I’m Finally Debt Free — Now What Should I Do?
Being in debt can be incredibly stressful, especially if you have a family or other loved ones to support. Living paycheck to paycheck while a significant portion of your income is being used to cover credit card interest and other debt repayment severely limits your financial flexibility. It’s difficult to plan family trips and make sporadic impulse purchases, let alone save for the future.
Fortunately, there are several creative options for those looking to eliminate their debt and start with a clean slate. Beyond sticking to a strict budget and gradually paying off creditors, you can explore debt management options like debt consolidation, balance transfer offers and, as a last resort, bankruptcy. There’s no reason to feel shame about having to take any of these routes, as more than 430,000 Americans filed for bankruptcy in 2023. But it’s imperative to be proactive with your money to ensure you don’t end up in a similar situation in the future.
Here are six things you should do after clearing your debt.
Open an Emergency Savings Account
Opening an emergency savings account is one of the first things you should do after clearing your debt. Unexpected expenses, like automobile repairs and medical debt, may have been among the leading contributors to your prior messy financial situation, particularly considering 3 million Americans have more than $10,000 in medical debt. With extra income from not having to pay interest on debt, you should be able to set aside money in an emergency fund to cover these expenses without having to worry about missing bill payments.

(Source data)
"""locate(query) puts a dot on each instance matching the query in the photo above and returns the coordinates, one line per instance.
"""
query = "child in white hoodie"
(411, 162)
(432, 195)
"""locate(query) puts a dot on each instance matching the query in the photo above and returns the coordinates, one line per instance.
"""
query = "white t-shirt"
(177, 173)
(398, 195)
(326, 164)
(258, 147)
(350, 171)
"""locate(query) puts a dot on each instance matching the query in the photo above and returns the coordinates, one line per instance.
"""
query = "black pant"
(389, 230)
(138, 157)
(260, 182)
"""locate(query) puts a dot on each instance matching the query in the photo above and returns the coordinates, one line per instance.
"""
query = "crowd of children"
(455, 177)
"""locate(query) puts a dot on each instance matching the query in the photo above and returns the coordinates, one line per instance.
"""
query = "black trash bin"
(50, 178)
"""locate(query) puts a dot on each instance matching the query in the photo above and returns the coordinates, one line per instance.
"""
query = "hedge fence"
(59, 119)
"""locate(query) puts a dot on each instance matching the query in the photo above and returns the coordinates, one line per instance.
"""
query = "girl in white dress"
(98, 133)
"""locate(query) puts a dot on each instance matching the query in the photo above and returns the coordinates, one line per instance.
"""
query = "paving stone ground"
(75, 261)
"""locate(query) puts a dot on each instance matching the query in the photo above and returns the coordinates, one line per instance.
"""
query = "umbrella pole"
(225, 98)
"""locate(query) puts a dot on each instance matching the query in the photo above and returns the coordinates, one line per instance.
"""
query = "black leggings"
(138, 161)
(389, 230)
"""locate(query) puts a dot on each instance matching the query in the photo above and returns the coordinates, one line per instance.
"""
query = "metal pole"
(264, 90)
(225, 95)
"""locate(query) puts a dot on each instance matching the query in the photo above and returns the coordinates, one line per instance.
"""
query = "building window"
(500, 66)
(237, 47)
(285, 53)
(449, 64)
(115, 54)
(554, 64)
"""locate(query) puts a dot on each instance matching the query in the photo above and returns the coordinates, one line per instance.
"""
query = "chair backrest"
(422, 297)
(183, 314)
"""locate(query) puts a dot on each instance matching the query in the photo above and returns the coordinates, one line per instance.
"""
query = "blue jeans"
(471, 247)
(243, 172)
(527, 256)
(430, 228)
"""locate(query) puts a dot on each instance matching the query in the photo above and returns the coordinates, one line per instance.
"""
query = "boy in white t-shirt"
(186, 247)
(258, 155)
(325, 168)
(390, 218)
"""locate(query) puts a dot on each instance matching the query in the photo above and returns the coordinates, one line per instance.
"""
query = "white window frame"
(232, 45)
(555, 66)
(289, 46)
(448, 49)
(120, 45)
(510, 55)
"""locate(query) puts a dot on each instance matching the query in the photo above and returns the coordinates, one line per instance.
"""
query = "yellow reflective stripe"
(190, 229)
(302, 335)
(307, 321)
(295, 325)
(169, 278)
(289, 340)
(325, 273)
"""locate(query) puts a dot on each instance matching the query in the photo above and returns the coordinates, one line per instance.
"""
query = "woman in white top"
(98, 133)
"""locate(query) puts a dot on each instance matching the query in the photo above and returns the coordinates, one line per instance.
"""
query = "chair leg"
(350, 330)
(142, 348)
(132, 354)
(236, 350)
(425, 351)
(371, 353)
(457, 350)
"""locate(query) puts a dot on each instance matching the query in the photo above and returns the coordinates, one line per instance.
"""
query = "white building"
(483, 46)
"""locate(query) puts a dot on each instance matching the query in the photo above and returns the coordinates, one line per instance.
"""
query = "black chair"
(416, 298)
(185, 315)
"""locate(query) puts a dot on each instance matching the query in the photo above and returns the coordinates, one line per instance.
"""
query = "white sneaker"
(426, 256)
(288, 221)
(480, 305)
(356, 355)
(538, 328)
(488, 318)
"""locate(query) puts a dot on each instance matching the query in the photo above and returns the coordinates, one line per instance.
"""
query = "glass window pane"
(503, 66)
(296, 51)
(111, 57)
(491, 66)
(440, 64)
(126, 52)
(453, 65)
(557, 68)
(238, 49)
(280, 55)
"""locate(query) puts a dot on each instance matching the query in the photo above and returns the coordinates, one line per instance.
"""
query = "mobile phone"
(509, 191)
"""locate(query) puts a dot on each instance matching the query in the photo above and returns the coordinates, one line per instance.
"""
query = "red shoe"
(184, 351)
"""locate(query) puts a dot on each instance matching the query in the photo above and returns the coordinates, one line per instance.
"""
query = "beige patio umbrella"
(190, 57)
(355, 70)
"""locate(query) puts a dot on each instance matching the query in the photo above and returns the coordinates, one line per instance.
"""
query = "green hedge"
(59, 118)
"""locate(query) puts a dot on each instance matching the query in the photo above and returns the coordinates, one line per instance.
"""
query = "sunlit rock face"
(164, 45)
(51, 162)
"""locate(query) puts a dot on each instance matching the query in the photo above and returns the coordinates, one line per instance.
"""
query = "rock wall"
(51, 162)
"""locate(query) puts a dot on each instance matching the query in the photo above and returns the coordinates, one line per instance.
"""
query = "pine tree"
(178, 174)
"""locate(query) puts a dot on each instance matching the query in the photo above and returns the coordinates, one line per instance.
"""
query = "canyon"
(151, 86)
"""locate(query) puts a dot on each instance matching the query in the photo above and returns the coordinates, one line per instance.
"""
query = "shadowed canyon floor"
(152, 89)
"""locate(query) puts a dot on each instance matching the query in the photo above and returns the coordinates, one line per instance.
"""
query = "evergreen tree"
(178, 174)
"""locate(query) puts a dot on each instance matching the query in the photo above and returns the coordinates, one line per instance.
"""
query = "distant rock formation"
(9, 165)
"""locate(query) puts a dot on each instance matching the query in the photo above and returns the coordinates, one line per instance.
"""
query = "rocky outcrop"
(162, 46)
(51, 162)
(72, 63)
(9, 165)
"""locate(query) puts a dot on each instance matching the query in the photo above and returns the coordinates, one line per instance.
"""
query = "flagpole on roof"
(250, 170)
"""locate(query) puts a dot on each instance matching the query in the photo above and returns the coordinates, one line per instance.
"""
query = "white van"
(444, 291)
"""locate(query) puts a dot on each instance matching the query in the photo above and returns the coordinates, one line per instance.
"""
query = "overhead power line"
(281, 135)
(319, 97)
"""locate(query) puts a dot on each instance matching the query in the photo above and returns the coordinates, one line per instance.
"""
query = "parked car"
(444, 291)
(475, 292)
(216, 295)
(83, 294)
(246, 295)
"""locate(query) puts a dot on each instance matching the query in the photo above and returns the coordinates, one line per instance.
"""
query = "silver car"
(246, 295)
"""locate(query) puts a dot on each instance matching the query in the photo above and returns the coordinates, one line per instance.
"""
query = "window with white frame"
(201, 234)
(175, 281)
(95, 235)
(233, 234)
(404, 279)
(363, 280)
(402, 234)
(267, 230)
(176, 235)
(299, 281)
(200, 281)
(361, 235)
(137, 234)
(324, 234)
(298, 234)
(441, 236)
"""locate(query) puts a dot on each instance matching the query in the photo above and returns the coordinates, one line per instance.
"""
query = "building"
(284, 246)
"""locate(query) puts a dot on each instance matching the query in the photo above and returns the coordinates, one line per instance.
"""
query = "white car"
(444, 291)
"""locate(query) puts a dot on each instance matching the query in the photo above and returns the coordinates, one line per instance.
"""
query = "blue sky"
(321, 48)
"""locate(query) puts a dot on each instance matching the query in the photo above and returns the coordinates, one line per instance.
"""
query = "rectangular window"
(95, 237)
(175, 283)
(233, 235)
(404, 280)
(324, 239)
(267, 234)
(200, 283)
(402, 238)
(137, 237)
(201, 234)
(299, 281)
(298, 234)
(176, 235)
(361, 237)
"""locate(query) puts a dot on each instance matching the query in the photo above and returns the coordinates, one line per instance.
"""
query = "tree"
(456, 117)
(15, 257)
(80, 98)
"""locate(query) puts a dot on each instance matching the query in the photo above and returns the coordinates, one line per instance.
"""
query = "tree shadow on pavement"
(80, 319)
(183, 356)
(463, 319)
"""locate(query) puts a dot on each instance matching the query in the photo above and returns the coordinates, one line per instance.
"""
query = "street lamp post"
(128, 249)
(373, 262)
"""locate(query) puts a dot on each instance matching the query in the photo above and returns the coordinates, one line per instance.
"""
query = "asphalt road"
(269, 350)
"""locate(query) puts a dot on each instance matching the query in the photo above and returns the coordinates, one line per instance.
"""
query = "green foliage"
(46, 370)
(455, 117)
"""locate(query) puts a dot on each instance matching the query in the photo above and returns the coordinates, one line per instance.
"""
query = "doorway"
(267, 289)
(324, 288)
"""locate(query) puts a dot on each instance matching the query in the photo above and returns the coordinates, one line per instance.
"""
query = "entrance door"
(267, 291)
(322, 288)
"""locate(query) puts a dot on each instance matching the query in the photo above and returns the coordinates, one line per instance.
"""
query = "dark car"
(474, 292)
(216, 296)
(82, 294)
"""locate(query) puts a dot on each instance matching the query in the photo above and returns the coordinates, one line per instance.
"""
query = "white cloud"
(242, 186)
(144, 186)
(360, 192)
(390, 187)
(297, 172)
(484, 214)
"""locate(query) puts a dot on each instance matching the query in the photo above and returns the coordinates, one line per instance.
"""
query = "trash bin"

(List of tasks)
1. In the article on life after debt, how could the paragraph beginning "Fortunately, there are several creative options" be rewritten as a short list that keeps its main facts?
2. According to the article on life after debt, how many Americans have more than $10,000 in medical debt?
3. Write the next part of the article on life after debt, picking up after its last sentence.

(Task-by-task answers)
1.
- Several creative options exist for eliminating debt and starting with a clean slate.
- Besides following a strict budget and gradually paying off creditors, you can explore debt consolidation, balance transfer offers and, as a last resort, bankruptcy.
- None of these routes is shameful: more than 430,000 Americans filed for bankruptcy in 2023.
- Being proactive with your money is imperative so you don't end up in a similar situation in the future.

2. 3 million Americans.

3.
Having an emergency fund can also provide peace of mind if you lose your job or pursue other career opportunities. Ideally, you should aim to have at least three months’ worth of expenses in a high-yield savings account. The money should be accessible, meaning not tied up in the stock market, but not connected to a checking account (so as to avoid the temptation to spend it).
Start Saving for Retirement
You should also allocate income to a retirement savings account, whether it’s an IRA or employer-sponsored 401(k) with matching deposits. Contributions to these accounts offer compounding interest and tax benefits, allowing you to catch up on retirement planning while also easing the financial burden come tax-filing season. There is no one-size-fits-all approach for retirement, but many experts suggest saving at least 10 times your salary in your final working year.
There are many different factors to consider when saving for retirement, including lifestyle expectation, inflation, and potential medical expenses. It’s best to speak with a qualified financial advisor to decide how much you should and can afford to set aside for retirement.
Stop Using Credit Cards
In 2024, credit card and auto loan delinquency rates were at their highest levels since 2008. Until you have shown you can consistently and effectively manage your income and make bill payments, it’s best to avoid using credit cards. It can be intimidating to not have a fall-back option if bills/expenses pile up, but this is why it’s necessary to have an emergency savings account. Using a debit card in lieu of a credit card is a safer way to give yourself a fall-back or convenience or emergency option, as the funds must be available in the account before use.
Ideally, you should close your credit accounts and cut up and throw out all cards. If you need to keep your credit account open as an extra safeguard, be sure to at least remove card information from online shopping accounts such as Amazon.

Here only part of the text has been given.